Problem to work on: Return only the tail of the data below, word for word: the line with "TARGET: syringe barrel" and each line after it through the final one.

Provided records:
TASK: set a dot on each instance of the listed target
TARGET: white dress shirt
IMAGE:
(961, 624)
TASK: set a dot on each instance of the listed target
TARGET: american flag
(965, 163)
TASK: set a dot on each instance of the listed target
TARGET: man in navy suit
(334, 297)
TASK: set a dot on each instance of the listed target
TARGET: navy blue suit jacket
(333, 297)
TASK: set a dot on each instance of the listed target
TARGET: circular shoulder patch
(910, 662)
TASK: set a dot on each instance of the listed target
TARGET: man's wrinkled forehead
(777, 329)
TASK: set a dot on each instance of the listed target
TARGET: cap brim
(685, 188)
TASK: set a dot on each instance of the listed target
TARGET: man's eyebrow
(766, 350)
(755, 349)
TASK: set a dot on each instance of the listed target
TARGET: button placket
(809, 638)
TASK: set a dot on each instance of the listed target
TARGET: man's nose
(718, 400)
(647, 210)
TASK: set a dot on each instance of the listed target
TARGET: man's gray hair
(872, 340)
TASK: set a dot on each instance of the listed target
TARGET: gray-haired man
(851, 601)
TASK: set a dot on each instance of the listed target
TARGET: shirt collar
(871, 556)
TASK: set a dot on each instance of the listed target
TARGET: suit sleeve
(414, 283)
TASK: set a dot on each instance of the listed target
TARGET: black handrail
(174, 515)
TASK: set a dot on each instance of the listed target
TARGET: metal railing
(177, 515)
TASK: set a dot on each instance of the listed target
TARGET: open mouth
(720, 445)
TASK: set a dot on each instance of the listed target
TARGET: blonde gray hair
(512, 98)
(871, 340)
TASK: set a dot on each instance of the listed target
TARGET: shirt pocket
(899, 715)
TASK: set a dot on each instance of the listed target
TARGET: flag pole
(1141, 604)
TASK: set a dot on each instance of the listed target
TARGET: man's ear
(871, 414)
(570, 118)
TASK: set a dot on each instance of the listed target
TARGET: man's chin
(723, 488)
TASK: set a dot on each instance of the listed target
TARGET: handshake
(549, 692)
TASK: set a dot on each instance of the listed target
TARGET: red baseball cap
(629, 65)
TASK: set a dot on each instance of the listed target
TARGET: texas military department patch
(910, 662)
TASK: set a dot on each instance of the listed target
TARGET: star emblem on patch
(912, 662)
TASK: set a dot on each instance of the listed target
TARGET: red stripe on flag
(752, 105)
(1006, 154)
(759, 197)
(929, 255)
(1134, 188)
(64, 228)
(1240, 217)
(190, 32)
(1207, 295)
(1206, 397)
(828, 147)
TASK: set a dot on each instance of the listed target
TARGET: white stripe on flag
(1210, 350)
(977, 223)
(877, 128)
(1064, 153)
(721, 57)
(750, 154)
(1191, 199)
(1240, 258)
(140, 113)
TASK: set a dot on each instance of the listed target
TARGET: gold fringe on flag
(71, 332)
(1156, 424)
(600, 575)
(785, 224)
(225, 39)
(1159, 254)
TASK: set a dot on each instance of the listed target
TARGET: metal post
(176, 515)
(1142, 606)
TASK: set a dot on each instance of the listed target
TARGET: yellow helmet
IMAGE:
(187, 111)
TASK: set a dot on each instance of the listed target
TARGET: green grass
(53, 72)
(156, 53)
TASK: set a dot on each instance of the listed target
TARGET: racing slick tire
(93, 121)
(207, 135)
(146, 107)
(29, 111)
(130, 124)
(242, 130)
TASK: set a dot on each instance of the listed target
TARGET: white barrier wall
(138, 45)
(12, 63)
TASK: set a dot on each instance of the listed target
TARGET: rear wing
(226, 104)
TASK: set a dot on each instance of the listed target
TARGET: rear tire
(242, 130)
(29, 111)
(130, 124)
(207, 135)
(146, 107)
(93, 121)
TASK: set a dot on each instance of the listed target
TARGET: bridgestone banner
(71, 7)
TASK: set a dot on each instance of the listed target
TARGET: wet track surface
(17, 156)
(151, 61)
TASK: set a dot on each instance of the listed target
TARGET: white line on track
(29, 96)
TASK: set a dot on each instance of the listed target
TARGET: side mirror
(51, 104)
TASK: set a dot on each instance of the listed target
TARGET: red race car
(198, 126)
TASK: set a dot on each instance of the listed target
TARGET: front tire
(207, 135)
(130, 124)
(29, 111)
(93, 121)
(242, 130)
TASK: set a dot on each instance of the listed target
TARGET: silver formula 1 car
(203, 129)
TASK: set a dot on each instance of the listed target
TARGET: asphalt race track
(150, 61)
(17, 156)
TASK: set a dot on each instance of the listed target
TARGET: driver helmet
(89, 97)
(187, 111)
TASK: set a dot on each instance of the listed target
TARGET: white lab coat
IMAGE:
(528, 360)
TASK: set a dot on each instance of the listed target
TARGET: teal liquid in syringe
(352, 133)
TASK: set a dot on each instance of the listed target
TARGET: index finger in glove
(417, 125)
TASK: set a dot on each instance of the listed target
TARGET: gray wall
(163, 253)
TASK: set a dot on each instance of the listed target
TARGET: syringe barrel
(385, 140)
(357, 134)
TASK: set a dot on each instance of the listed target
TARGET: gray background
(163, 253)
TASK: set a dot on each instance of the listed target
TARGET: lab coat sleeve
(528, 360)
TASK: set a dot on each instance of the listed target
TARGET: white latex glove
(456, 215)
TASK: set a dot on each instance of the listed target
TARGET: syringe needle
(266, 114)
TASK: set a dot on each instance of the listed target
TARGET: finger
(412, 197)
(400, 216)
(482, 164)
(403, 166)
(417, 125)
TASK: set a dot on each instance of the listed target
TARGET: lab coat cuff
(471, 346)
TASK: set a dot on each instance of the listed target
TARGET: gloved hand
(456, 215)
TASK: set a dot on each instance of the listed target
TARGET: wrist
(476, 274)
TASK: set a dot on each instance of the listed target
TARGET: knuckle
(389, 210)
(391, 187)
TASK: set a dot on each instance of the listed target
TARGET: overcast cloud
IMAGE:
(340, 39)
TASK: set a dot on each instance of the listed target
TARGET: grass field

Finished exercise:
TARGET: syringe barrel
(385, 140)
(357, 134)
TASK: set a dot on each instance of the listed target
TARGET: gray background
(163, 253)
TASK: set a dot on each instance of the listed target
TARGET: lab coat sleeve
(528, 360)
TASK: set a dot on each instance of the listed target
TARGET: white latex glove
(456, 215)
TASK: set a dot on each instance of the listed target
TARGET: syringe needle
(266, 114)
TASK: set a dot on each instance of the listed target
TARGET: finger
(412, 197)
(400, 216)
(482, 164)
(403, 166)
(417, 125)
TASK: set a dot on each instance of the listed target
TARGET: lab coat cuff
(471, 346)
TASK: set a dot on each instance of the listed target
TARGET: gloved hand
(456, 215)
TASK: set a dot on each instance of the listed target
TARGET: wrist
(476, 274)
TASK: set a dot on each instance of the listed target
TARGET: knuckle
(389, 210)
(391, 187)
TASK: set a dot on each instance of the listed target
TARGET: overcast cloud
IMAGE:
(340, 39)
TASK: set a dot on each instance of the listed target
TARGET: grass field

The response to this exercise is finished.